Text under study:
Billed as a “coming of middle-age story”, the first 20 minutes of Suntan is easily mistaken for a charming melodrama about rediscovering one’s youth. But this tale of obsession, emotional immaturity and entitlement is much more interesting, and darker, than that.
Kostis (Efthymis Papadimitriou) arrives as the new doctor an small, unnamed Greek island. Arriving in the depths of winter, the island’s friendly inhabitants promise Kostis that it’s a different place in the summer when young European tourists arrive for sun, surf and uncomplicated fun. Kostis, though, may be more suited to the anti-social winter months.
In the early sequences, as he eats microwave meals alone in his small apartment, professionally but joylessly treating his patients, we see very little of Kostis’ inner life. Both his past and his reasons for coming to the island remain obscured throughout the film, but his loneliness, quietly, almost banally portrayed by Papadimitriou, is profoundly relatable and sympathetic.
Relatable, too, is Kostis’ amused irritation when his first summer patient bursts through the door with a minor moped injury, boorish friends in tow. Doing his best to treat Anna (Elli Trigou) he’s visibly irritated by her friends, yet clearly charmed by their infectious joie de vivre, perhaps glad of a little life in his office. It’s this subtlety in portraying two contradictory forces – frustration and attraction – that later pays dividends dramatically.

Parts of the exercise:
(1) From the Suntan review, set down word for word the passage that opens with the words containing "Kostis (Efthymis Papadimitriou)" and closes with "anti-social winter months.".
(2) According to the Suntan review, what kind of injury does Kostis's first summer patient have?

Data extract:
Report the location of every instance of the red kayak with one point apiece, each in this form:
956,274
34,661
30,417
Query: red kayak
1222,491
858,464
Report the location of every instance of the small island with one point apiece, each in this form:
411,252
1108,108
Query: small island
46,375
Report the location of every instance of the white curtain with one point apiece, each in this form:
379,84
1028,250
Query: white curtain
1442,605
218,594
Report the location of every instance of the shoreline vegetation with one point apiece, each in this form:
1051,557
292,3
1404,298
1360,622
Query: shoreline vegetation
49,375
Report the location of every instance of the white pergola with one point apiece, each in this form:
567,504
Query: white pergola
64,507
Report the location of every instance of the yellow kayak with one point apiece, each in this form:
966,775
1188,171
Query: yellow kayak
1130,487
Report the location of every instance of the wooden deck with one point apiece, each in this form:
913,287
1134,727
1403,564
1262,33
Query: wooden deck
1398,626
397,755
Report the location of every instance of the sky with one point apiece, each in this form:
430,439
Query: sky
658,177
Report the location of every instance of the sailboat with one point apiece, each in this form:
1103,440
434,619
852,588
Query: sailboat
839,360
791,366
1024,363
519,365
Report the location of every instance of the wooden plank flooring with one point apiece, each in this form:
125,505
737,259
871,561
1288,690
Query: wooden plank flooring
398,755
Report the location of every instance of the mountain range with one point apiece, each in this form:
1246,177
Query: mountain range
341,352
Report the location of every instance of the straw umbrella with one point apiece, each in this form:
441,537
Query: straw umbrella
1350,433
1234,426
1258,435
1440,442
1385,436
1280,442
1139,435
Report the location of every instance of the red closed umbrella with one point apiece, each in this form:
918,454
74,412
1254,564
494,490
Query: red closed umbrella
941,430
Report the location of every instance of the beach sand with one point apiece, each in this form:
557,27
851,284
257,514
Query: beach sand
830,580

Numbered answers:
(1)
Kostis (Efthymis Papadimitriou) arrives as the new doctor an small, unnamed Greek island. Arriving in the depths of winter, the island’s friendly inhabitants promise Kostis that it’s a different place in the summer when young European tourists arrive for sun, surf and uncomplicated fun. Kostis, though, may be more suited to the anti-social winter months.

(2) A minor moped injury.